### DOCUMENT SEGMENT
* * * * * * * * *

This essay describes the exhibition of creative artworks of 18 "contemporary ethnic women," which were displayed at the Balch Institute for Ethnic Studies in the Fall '98 season.  These ethnic women represented African American, Asian, Hispanic, and Native American cultural heritage.  Wilson describes how these artists used multiple visual modes such as painting, sculpture, photography, fabric art, and iconography to "engender" their female self embedded in, yet sometimes collided with, their heritage.

One highlight of the Balch’s Fall '98 season has been the exhibition, A Sense of Self: Contemporary Ethnic Women Artists. A Sense of Self presents the creative works of eighteen women artists from the Greater Philadelphia region that explore the complexities of ethnic experience and identity at the crossroads of gender, race, class, age, and sexuality. In doing so, the exhibit expands and depeens the Baich Institute’s mission to educate about American diversity through a variety of media. The works of art included in the show, by African American, Korean, Chinese, Latina, South Asian, Native American, and Jewish artists, raise important issues as they define and express issues faced by contemporary ethnic women: claiming and reinventing ethnic traditions as a source of female strength and power, locating and celebrating female ancestry or bonds between women, and struggling against racial and sexual objectification in American society as well as their own communities.

For some of these artists, ethnic traditions provide powerful and positive media for articulating a sense of self. The retablos of Marta Sanchez are updated examples of traditional religious painting which offer spiritual narratives of friendship and personal growth. According to Sanchez, drawing on traditional folk genres is an important way to reinvent her identity as Chicana distant from her community of origin: "Sometimes I feel as though I'm slowly fading out of my cultural circle. I'm a guest or a visitor.  In San Antonio I never had a question about my identity because there were so many Mexicanos and Chicanos there that I had a very fertile kind of cultural upbringing. When I came to the northeast I felt more of a longing. I’d have to recreate it because I'm not in my culture anymore.  That's not good or bad, but that's just the way it is. So I guess I reinvent." Katie Schuele, the adopted Navajo daughter of Anglo parents, it another artist who is reinventing tradition. For Schuele, reconnecting with Navajo culture is a means to construct a strong sense of female self: "I like the fact that in most Native cultures, the women are in charge.  The women are highly respected and they are in charge of the fields and give birth.   Unlike this culture, where women are not as respected.  But with Navajo people, women are the matriarchs and they’re honored they are in charge of nurturance."

* * * * * * * * *

### EXCERPTED RECORDS
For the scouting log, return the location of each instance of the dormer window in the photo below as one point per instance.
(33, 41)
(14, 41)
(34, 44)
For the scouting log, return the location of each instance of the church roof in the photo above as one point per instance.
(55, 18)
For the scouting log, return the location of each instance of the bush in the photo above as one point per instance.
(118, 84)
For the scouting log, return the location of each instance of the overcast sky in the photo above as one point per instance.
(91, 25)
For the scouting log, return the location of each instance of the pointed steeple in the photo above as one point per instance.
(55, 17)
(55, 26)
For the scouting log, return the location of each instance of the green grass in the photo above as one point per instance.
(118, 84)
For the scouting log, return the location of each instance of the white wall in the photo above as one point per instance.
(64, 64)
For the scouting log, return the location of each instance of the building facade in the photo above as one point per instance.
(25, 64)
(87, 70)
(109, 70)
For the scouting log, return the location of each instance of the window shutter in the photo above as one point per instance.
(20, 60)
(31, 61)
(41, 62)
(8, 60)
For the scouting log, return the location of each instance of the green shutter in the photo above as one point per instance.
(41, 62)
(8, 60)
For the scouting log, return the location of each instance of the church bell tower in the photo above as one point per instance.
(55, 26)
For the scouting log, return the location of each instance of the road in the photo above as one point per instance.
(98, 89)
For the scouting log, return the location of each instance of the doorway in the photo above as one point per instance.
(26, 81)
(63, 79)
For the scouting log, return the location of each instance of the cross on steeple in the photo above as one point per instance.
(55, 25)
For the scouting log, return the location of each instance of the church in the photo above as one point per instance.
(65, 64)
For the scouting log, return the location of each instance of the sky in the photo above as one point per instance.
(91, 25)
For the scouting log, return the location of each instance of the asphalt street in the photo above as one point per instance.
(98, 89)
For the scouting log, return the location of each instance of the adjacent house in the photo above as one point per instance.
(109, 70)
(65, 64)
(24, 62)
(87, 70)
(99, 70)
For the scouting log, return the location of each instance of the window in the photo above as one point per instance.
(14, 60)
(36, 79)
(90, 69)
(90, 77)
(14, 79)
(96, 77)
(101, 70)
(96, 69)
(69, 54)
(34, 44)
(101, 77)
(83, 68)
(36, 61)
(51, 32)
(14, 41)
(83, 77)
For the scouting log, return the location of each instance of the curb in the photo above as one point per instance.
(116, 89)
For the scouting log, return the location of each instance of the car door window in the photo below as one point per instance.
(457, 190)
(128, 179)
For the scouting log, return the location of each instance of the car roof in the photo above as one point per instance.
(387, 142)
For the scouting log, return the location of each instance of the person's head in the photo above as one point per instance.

* * * * * * * * *

### STATED PROBLEM 1
Answer these questions from the essay on the Balch exhibition:
(a) How many women artists does the exhibition present, and from what region do they come?
(b) In which city does Marta Sanchez say she never questioned her identity?
(c) Who adopted Katie Schuele?
### STATED PROBLEM 2
Extend the essay on the Balch exhibition, beginning right after its final sentence.

### RIGHT ANSWER 1
(a) Eighteen women artists, from the Greater Philadelphia region.
(b) San Antonio.
(c) Anglo parents.

### RIGHT ANSWER 2
Female ancestors provide another strong connection to the traditional, albeit with a difference, when the exploration of this ancestry brings forward previously effaced presences in male-dominated families or cultures. For example, Lorrie Kim pays tribute to her grandmother in a quilt made from inherited dress silks and in the process, re-envisions her lineage as a Korean American woman. The quilt Women’s Jokbo is based on Korean patrilineage books that trace a family’s history through the male line. Using a "Jacob’s Ladder" pattern, Kim transforms this lineage: "When I was a kid and was shown my maternal grandfather’s jokbo, my female cousin just pointed to it and said, ‘We’re not in there.’ I thought if you mapped out the Korean population according to the vertical lines of this patrilineage, and then you added the female relatives and family members, the connections would be very much more weblike, diagonal, and really spatially all over the place, very unruly and connective... It’s just a respatializing vision of genealogy." Identification with visible and active female ancestors can be complex and ambivalent as women position themselves in relation to previous generations. Gina Michaels portrays the unorthodox and many-faceted personality of her Jewish grandmother in an installation including sculpture (Goggin), text. and photography (I Never Heard...), celebrating her life while aware of the differences between them. According to Michaels: "My sense of self is very much derived in relation to my grandmother. Both in how I’m like her and how I'm not like her. She’s definitely a major point of reference. In many ways I was liberated from being a nice Jewish girl when she died. She never quite came to terms with the fact that what I did made my hands get really dirty...When I was living in New York, sh couldn’t understand why I was living in the Village and not on the Upper East Side. Getting a loft. Being an artist, especially a sculptor, is most definitely
odds with being a nice Jewish girl."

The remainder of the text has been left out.